Bei rund 5 Millionen Autos wollen Hersteller mit neuer Software die Emissionen mindern. Die Umweltverbände überzeugt das Gipfelresultat gar nicht.

Saubere Luft jetzt! Wohl eher nicht Foto: reuters

BERLIN taz | Die deutschen Autohersteller werden insgesamt 5,3 Millionen Dieselfahrzeuge mit neuer Software ausstatten, um die giftigen Stickoxid-Emissionen zu mindern. Das gab Verkehrsminister Alexander Dobrindt (CSU) als zentrales Ergebnis des Dieselgipfels bekannt, zu dem am Mittwoch Automobilindustrie und Politik in Berlin zusammengekommen waren. Durch Software-Updates werde erreicht, dass Fahrzeuge „sofort wirksam weniger NOx ausstoßen“, sagte Dobrindt.

Für die Fahrzeugbesitzer soll das Update kostenlos sein. ­Motorleistung, Verbrauch und Lebensdauer würden darunter nicht leiden, erklärte der ­Verband der Automobilindustrie.

Mit gut fünf Millionen nachzurüstenden Fahrzeugen ist die Zahl geringer, als im Vorfeld erwartet worden war. Insgesamt gibt es in Deutschland gut zwölf Millionen Diesel-Pkws, davon erfüllen rund neun Millionen die Abgasnorm Euro 5 oder 6, die für die Nachrüstung infrage kommen. Zudem war der überwiegende Teil dieser Nachrüstungen schon vorher bekannt: Allein Volkswagen muss wegen der Abgasaffäre in Deutschland rund 2,5 Millionen Fahrzeuge nachbessern; Daimler hatte kürzlich angekündigt, europaweit 3 Millionen Diesel-Pkws nachzubessern, davon 1 Million in Deutschland.

* Datenzeilen:
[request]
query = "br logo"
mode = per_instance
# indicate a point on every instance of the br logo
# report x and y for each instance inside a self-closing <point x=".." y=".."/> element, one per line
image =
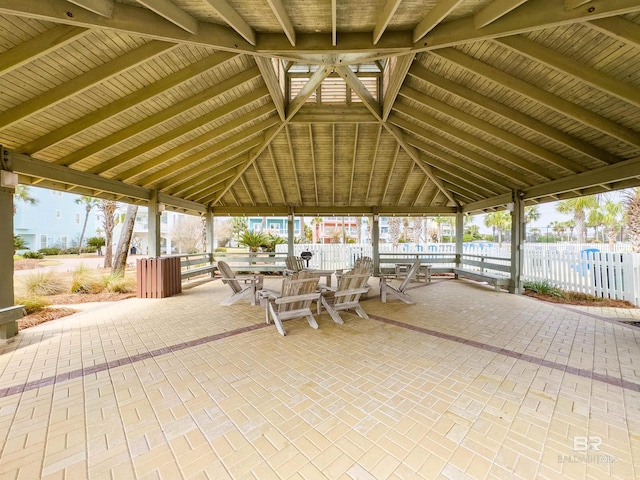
<point x="584" y="444"/>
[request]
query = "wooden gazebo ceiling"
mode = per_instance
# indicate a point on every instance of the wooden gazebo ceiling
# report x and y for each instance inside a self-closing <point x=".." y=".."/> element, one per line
<point x="481" y="100"/>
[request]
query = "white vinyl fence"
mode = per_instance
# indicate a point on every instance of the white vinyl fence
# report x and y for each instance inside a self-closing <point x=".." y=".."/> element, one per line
<point x="590" y="268"/>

* Arbeitsauftrag: Gib aus dem Text zum Dieselgipfel den Abschnitt wortgetreu aus, der mit den Worten „Saubere Luft jetzt!“ einsetzt und mit „der ­Verband der Automobilindustrie.“ schließt. Die Einträge stammen aus einer anderen Quelle.

* Antwort:
Saubere Luft jetzt! Wohl eher nicht Foto: reuters

BERLIN taz | Die deutschen Autohersteller werden insgesamt 5,3 Millionen Dieselfahrzeuge mit neuer Software ausstatten, um die giftigen Stickoxid-Emissionen zu mindern. Das gab Verkehrsminister Alexander Dobrindt (CSU) als zentrales Ergebnis des Dieselgipfels bekannt, zu dem am Mittwoch Automobilindustrie und Politik in Berlin zusammengekommen waren. Durch Software-Updates werde erreicht, dass Fahrzeuge „sofort wirksam weniger NOx ausstoßen“, sagte Dobrindt.

Für die Fahrzeugbesitzer soll das Update kostenlos sein. ­Motorleistung, Verbrauch und Lebensdauer würden darunter nicht leiden, erklärte der ­Verband der Automobilindustrie.